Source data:
□ □ □ □ □ □ □

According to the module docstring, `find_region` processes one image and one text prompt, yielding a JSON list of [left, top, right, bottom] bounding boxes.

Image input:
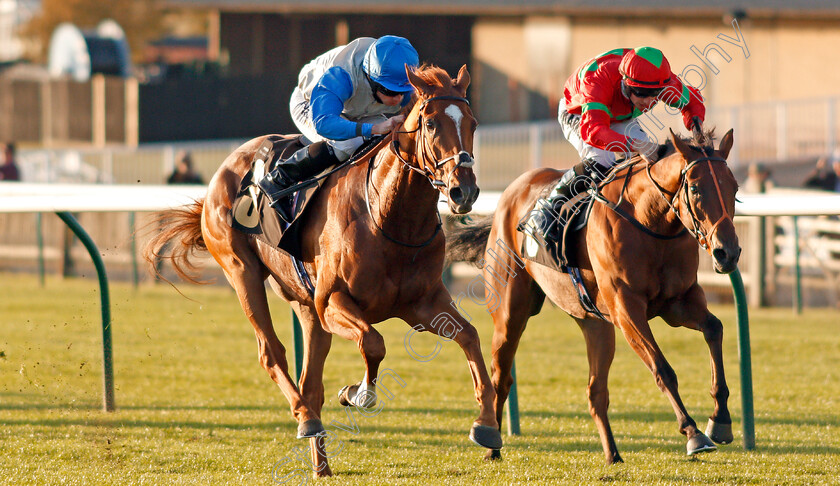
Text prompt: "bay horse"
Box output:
[[145, 65, 502, 476], [447, 130, 741, 464]]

□ □ □ □ □ □ □

Set problem >>
Reproduce every row above word for word, omitting the pictures.

Output for this exercise >>
According to the module docstring, `find_region` processes one image and one text prompt, yielding a JSON list of [left, top, right, bottom] bounding boxes.

Image input:
Text prompt: "bay horse"
Box output:
[[145, 65, 502, 476], [447, 130, 741, 464]]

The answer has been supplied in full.